### PROBLEMS AND TASKS
A. In the book review, copy the stretch from "Thursday, April 14, 2011" through "Putnam's Sons, 2011)", switching "Book Review" to "Novel Review".
B. Resume the book review of The Weird Sisters, continuing from the end of its last sentence.

### TEXT EXCERPT
Thursday, April 14, 2011

[Book Review] THE WEIRD SISTERS by Eleanor Brown

Fiction/Women's

Andrea reviews THE WEIRD SISTERS by Eleanor Brown (Amy Einhorn Books/G.P. Putnam's Sons, 2011)

This is not a novel of sentimentality and sap. In fact, the cover reads “See, we love each other. We just don’t happen to like each other very much.”

These three sisters are the daughters of a small town college's Shakespeare professor and his wife. Apparently overzealous in his expertise, Dr. Andreas decided each daughter needed to be named after a Shakespearean heroine. Rosalind, Bianca, and Cordelia are grateful for their names because their father’s colleague, a Classics professor, named his daughter Lysistrata, nicknamed Lyssie!

Dr. Andreas has written each daughter a letter stating, “Come, let us go; and pray to all gods/for our beloved mother in her pains.” As obscure as this message is, each sister realizes it’s time to come home, since their mother has cancer.

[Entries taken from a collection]

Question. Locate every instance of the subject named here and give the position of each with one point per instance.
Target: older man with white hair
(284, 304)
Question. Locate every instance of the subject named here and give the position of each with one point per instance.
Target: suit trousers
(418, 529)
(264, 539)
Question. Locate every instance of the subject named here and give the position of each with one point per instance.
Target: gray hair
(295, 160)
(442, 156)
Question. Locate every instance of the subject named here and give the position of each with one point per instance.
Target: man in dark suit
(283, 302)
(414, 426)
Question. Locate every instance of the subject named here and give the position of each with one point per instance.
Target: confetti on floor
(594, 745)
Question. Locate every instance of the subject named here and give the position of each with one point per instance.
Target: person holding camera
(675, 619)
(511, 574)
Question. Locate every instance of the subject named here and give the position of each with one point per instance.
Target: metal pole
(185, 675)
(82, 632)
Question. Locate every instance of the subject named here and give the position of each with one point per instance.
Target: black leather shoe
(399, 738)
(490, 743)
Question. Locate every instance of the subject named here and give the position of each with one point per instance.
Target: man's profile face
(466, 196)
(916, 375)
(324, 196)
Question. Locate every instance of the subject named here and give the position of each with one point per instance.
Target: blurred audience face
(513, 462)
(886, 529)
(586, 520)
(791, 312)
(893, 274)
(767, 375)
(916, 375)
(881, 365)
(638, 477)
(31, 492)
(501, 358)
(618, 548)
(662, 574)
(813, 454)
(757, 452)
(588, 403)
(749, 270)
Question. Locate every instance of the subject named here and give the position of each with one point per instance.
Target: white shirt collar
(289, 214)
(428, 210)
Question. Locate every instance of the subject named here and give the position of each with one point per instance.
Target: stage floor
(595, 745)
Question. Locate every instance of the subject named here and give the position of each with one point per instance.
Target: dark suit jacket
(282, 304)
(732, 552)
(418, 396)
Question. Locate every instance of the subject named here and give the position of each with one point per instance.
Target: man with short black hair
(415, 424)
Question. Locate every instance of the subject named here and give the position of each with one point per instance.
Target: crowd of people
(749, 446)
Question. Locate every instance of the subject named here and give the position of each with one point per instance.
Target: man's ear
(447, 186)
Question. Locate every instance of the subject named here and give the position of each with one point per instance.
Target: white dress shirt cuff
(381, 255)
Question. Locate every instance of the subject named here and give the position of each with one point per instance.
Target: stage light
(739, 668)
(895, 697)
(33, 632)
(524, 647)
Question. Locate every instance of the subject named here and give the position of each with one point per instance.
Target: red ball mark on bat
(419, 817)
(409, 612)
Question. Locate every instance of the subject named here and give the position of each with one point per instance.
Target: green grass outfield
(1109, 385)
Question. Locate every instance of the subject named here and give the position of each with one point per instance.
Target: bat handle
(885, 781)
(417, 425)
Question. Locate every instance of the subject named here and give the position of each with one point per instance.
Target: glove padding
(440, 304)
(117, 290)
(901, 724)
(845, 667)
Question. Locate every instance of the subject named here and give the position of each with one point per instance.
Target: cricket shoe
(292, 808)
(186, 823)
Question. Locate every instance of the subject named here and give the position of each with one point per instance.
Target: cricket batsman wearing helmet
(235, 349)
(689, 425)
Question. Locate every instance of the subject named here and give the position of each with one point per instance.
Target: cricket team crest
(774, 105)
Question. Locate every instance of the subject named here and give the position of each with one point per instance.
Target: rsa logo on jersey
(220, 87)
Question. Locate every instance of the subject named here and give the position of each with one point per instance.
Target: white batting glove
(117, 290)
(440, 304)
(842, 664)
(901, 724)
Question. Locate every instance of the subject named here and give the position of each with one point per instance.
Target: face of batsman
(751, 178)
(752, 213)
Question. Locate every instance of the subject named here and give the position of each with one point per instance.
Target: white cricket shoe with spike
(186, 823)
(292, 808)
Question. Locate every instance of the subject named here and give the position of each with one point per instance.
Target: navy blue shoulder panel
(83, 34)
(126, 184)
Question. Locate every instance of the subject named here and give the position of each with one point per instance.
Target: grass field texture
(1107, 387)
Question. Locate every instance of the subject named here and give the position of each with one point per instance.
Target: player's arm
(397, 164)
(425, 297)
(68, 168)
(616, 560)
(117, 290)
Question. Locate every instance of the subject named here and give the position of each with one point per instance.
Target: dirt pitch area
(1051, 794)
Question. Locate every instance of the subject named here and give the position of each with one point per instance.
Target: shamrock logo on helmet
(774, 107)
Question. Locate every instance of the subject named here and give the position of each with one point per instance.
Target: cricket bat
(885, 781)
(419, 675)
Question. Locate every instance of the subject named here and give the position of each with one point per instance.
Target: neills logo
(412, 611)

...

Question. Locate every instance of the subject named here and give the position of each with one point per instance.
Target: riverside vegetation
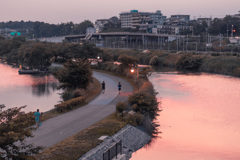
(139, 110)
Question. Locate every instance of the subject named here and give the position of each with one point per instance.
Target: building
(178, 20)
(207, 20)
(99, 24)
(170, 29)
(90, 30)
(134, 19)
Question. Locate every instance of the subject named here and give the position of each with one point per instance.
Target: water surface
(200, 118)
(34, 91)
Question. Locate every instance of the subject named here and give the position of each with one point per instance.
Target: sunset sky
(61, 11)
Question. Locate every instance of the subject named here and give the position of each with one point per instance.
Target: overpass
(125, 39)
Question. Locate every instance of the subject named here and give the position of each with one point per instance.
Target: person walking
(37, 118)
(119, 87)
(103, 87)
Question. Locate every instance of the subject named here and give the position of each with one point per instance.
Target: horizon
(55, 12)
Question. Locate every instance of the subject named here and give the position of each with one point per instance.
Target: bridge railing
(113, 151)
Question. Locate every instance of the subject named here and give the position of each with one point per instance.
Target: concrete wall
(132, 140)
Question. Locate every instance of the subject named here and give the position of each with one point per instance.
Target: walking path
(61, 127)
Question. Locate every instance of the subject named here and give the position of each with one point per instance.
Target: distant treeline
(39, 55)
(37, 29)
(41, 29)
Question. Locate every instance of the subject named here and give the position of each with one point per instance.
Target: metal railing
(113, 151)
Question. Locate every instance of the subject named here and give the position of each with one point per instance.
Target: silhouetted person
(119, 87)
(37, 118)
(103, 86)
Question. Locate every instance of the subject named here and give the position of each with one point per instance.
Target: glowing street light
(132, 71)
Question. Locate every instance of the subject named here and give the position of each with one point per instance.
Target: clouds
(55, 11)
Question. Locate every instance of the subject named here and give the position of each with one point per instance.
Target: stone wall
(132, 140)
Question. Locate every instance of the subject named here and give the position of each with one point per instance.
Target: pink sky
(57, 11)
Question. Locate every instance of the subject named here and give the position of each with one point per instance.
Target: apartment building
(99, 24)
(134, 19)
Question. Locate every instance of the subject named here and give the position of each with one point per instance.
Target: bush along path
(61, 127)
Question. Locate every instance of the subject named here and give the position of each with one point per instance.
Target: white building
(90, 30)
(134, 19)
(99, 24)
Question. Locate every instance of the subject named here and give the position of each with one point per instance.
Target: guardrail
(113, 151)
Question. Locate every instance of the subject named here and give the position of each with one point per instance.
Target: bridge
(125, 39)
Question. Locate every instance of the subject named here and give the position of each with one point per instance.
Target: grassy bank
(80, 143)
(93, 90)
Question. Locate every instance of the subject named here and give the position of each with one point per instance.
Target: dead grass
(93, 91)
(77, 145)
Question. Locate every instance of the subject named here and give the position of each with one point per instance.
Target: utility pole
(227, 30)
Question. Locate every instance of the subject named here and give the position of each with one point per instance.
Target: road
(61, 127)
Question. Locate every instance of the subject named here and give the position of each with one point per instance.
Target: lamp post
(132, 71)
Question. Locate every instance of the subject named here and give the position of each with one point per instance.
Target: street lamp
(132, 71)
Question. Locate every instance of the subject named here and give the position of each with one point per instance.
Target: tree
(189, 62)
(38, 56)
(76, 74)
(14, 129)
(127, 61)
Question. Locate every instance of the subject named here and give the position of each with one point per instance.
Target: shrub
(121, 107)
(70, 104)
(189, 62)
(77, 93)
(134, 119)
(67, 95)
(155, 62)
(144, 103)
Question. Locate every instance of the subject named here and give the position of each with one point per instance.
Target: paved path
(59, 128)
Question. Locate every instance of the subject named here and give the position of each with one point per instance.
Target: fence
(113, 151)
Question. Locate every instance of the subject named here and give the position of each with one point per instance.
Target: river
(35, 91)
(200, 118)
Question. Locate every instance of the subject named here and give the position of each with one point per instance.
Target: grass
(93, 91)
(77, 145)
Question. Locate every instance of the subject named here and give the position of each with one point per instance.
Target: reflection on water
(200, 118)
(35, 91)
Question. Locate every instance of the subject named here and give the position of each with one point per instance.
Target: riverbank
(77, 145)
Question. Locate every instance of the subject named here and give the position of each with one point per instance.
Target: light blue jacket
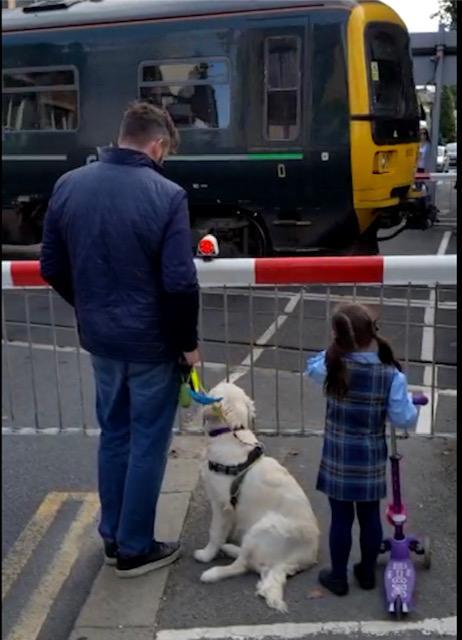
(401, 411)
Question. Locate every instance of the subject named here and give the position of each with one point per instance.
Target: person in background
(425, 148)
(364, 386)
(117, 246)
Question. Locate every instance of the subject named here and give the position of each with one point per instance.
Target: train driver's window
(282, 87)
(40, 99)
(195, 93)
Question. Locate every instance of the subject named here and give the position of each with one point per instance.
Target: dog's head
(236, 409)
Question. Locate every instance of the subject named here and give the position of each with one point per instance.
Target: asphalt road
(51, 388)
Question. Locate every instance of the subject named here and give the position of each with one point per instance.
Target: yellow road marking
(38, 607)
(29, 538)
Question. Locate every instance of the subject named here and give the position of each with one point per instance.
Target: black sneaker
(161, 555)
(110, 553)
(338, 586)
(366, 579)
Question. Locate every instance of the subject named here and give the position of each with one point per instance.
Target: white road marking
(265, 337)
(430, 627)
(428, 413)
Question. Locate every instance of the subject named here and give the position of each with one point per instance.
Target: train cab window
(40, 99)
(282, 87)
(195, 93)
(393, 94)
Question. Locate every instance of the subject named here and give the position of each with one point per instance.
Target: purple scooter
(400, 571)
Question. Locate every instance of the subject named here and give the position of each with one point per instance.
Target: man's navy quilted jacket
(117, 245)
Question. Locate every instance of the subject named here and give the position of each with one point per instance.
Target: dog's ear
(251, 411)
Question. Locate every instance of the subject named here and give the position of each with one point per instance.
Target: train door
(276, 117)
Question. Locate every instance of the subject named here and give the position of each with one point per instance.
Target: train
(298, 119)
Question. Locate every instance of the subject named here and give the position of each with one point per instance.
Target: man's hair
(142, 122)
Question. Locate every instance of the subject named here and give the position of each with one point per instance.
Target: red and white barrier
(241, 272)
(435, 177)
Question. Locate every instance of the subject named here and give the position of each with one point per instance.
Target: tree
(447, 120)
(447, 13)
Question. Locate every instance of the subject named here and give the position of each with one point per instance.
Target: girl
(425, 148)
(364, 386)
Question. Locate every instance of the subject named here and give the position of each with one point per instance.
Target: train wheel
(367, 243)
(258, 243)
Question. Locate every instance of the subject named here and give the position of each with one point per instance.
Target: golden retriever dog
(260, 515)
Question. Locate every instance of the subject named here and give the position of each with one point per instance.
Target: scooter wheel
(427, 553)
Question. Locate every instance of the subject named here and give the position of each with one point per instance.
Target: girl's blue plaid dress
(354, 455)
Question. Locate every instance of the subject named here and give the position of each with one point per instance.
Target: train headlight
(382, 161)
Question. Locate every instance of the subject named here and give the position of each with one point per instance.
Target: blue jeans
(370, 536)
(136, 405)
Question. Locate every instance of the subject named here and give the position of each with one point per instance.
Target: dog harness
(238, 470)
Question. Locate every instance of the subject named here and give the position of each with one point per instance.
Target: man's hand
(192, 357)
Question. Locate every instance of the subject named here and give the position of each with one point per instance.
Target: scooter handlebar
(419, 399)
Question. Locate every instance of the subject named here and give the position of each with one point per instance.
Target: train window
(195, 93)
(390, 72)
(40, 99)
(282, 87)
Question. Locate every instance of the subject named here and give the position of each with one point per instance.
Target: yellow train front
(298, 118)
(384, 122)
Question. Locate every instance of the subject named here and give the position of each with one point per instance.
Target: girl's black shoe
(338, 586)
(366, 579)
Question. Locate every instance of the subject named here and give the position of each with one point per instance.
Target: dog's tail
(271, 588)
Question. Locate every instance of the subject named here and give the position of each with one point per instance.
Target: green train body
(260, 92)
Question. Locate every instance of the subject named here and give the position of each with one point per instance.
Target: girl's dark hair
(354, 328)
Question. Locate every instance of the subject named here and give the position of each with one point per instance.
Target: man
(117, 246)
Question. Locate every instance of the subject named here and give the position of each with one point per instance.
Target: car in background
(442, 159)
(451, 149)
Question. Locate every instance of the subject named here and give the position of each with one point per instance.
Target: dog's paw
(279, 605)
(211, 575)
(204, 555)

### ANSWER LIST
A.
Thursday, April 14, 2011

[Novel Review] THE WEIRD SISTERS by Eleanor Brown

Fiction/Women's

Andrea reviews THE WEIRD SISTERS by Eleanor Brown (Amy Einhorn Books/G.P. Putnam's Sons, 2011)

B.
Rose, the oldest and dutiful daughter, has decided to put her wedding plans on hold and move back home to take care of her mother. Bean, the flirtatious middle daughter, has gotten fired from her job in New York and decides to return to her small town home as a way of escaping legal and financial issues. Cordy, the spoiled youngest, arrives home to Barnwell last, after indulging in a hippie lifestyle.

Being their father’s daughters, the three spout Shakespearean phrases when conversing or arguing with each other. The liberal sprinkling of such phrases and quotations actually works well, but it also takes some getting used to when reading the book. This novel also took some getting used to based on the fact that the three sisters speak as a single point of view. The pronouns “we” and “us” are most commonly used.

This is a solid, charming, well-written story by Eleanor Brown, who can boast of having her Master’s Degree in Literature. Using the single point of view works well because the sisters can talk about themselves or each other freely and equally. Although the sisters start out at odds with each other and themselves, it was refreshing to see all of them end in peace.